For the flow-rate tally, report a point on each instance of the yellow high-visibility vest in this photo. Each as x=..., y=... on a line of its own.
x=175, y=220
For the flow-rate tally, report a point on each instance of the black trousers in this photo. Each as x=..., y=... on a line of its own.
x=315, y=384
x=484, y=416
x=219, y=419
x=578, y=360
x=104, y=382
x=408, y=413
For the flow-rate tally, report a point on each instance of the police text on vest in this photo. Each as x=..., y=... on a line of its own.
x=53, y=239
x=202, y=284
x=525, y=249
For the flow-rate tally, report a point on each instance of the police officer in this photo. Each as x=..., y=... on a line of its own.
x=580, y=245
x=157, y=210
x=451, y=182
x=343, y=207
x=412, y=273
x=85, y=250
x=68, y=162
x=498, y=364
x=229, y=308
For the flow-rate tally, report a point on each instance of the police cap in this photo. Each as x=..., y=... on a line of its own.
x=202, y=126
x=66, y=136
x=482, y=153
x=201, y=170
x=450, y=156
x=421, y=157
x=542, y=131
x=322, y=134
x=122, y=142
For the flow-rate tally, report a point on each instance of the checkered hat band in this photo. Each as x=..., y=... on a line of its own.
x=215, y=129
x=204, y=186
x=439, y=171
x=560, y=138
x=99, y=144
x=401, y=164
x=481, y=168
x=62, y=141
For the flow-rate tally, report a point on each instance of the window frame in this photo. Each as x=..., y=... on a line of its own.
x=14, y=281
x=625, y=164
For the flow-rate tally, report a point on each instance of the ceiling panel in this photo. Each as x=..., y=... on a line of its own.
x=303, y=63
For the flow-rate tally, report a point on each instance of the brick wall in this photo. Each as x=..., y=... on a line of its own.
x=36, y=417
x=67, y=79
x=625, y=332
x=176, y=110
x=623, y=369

□ □ □ □ □ □ □

### Task to complete
Provide an exact transcript of the lines from the one that holds "of the ceiling" through the final line of the data above.

### Written solution
For the flow-rate tally, report a point on each instance of the ceiling panel in this photo. Each as x=..., y=... on a line of its own.
x=303, y=63
For the flow-rate tally, report a point on each instance of the brick wall in this photo. Each as x=..., y=... on a line of its own.
x=36, y=417
x=67, y=79
x=625, y=332
x=176, y=110
x=623, y=369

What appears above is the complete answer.